§ PASSAGE TO READ:
Although these conventional therapeutics are able to alleviate pain, their efficacy is limited to a subset of the population. Additionally, their use is constrained by adverse effects, such as altered mental state, nausea, constipation, sedation, and life-threatening respiratory depression. Variability in patient response and adverse effect profiles is due, in part, to diversity in alternative splicing of GPCRs expressed in tissues that regulate pain processing. By expanding our understanding of GPCR alternative splice variants and their associated pharmacodynamic responses, we will be able to better predict patient-centered treatment outcomes.

§ EXERCISE TASKS:
**a)** Transcribe the passage on pain drugs and GPCR splicing from "Although these conventional" up to and including "patient-centered treatment outcomes.".
**b)** Answer these questions using the passage on pain drugs and GPCR splicing:
(i) Which adverse effect does it describe as life-threatening?
(ii) To what is the efficacy of conventional therapeutics limited?
(iii) Variability in patient response is due, in part, to diversity in what?
**c)** Take the passage on pain drugs and GPCR splicing further, starting right after its last sentence.

Saved data entries
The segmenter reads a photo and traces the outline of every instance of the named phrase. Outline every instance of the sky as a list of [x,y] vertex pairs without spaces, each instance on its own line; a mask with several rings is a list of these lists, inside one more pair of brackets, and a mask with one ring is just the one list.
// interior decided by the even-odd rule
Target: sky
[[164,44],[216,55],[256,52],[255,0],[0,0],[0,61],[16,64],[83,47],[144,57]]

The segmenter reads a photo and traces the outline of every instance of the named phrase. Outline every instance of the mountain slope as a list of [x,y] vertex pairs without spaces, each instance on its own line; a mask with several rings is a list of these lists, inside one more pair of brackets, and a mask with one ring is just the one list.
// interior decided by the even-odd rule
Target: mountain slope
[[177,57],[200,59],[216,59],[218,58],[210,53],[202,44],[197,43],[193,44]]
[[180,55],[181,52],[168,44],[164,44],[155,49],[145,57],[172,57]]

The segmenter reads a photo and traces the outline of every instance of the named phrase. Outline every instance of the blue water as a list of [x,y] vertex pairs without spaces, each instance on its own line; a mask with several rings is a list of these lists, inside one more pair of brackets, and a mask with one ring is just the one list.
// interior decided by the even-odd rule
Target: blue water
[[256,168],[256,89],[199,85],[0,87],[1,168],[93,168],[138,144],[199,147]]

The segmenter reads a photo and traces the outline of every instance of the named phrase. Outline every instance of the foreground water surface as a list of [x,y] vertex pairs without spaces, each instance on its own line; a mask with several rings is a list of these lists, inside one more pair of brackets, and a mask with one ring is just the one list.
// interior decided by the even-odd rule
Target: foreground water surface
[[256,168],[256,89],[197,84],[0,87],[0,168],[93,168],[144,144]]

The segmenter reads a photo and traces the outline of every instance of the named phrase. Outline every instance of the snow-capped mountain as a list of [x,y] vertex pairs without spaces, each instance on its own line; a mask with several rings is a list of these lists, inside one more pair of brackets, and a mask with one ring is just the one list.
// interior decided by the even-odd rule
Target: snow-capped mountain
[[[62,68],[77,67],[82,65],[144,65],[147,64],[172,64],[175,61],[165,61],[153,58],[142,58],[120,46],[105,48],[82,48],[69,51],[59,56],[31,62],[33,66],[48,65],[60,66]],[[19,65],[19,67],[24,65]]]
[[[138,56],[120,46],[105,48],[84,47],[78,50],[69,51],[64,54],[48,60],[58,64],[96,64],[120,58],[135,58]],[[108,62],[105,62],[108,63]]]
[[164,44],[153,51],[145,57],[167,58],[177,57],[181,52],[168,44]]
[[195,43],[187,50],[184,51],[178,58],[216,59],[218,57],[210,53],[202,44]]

§ RESPONSES IN ORDER:
**a)**
Although these conventional therapeutics are able to alleviate pain, their efficacy is limited to a subset of the population. Additionally, their use is constrained by adverse effects, such as altered mental state, nausea, constipation, sedation, and life-threatening respiratory depression. Variability in patient response and adverse effect profiles is due, in part, to diversity in alternative splicing of GPCRs expressed in tissues that regulate pain processing. By expanding our understanding of GPCR alternative splice variants and their associated pharmacodynamic responses, we will be able to better predict patient-centered treatment outcomes.

**b)**
(i) Respiratory depression.
(ii) A subset of the population.
(iii) Alternative splicing of GPCRs expressed in tissues that regulate pain processing.

**c)**
Alternative splicing is an important mechanism of gene regulation, affecting approximately 90% of all genes within the human genome. A single gene is able to generate exponential protein coding capabilities via alternative splicing. Before alternative splicing, a gene is first transcribed into precursor mRNA (pre-mRNA). The pre-mRNA sequence contains short-protein coding regions known as exons. Interspersed between the exons are longer noncoding regions known as introns (Figure 2). Before the sequence can be translated to produce protein, the introns and alternative exons within pre-mRNA are removed, or spliced, and the constitutive exons are brought together, resulting in the canonical mRNA transcript ready for protein synthesis. When alternative splicing occurs, however, the pre-mRNA is edited such that constitutive exons are removed from, or introns are retained in, the final mRNA transcript. The most common type of alternative splicing within the human genome is exon skipping, in which constitutive exons are excluded from the final mRNA transcript. Another common type of alternative splicing is splice site selection, in which the portion of an exon is spliced out because of the presence of a nucleotide sequence that facilitates splicing activity. Intron retention is another type of alternative splicing in which an intron remains in the final mRNA transcript. Each type of alternative splicing will render an mRNA transcript and corresponding protein that is structurally different from the canonical protein produced from the standard template (Figure 3).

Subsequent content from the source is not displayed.